*Listing*:

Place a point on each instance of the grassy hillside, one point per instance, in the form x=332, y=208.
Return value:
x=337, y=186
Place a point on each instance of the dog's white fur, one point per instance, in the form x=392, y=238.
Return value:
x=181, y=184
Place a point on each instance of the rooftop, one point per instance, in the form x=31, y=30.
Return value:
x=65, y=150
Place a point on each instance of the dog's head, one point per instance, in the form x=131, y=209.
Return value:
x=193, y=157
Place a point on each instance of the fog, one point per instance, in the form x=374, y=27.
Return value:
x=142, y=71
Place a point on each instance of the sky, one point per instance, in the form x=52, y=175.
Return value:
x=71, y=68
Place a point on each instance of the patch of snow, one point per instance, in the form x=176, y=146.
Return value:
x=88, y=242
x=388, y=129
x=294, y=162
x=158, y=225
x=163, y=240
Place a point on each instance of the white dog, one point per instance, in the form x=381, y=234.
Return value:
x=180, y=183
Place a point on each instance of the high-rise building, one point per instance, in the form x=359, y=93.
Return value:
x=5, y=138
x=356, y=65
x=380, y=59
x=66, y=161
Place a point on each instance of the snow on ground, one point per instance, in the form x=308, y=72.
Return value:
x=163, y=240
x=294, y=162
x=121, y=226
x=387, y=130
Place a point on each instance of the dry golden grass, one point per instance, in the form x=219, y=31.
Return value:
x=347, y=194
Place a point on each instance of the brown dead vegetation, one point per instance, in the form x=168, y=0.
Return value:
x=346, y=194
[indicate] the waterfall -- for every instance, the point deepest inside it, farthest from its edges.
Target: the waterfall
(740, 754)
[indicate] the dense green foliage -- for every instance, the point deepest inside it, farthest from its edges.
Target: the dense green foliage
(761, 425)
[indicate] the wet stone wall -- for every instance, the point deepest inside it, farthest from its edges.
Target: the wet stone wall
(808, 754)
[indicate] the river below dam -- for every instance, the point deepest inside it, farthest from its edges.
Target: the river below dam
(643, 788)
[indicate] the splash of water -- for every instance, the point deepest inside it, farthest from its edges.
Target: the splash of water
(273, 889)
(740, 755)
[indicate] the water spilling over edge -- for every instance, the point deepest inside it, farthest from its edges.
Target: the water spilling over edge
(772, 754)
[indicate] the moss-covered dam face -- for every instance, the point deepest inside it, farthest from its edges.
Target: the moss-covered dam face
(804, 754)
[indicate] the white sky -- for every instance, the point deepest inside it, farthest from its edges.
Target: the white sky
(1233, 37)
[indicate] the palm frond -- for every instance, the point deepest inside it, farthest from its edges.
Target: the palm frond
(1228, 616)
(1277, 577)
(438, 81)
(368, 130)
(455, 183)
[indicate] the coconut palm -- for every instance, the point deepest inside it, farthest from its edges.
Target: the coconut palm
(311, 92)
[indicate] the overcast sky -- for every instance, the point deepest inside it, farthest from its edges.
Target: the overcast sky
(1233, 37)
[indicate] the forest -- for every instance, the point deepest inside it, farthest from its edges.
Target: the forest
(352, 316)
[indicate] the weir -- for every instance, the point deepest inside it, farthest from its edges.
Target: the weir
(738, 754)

*Task to carry out*: Edit the lines starting with the one that contains "Place a point on each instance of the rooftop, one" and going on through the one that contains "x=142, y=71", replacing "Return value:" with "Output:" wherever it appears and leaving everything else unchanged. Return only those edited lines.

*Expected output*:
Place a point on each instance of the rooftop, one point per instance, in the form x=31, y=30.
Output:
x=65, y=150
Place a point on each instance of the dog's head, one point per instance, in the form x=131, y=209.
Output:
x=193, y=157
Place a point on each instance of the fog, one point per instance, in the form x=374, y=27.
Output:
x=142, y=71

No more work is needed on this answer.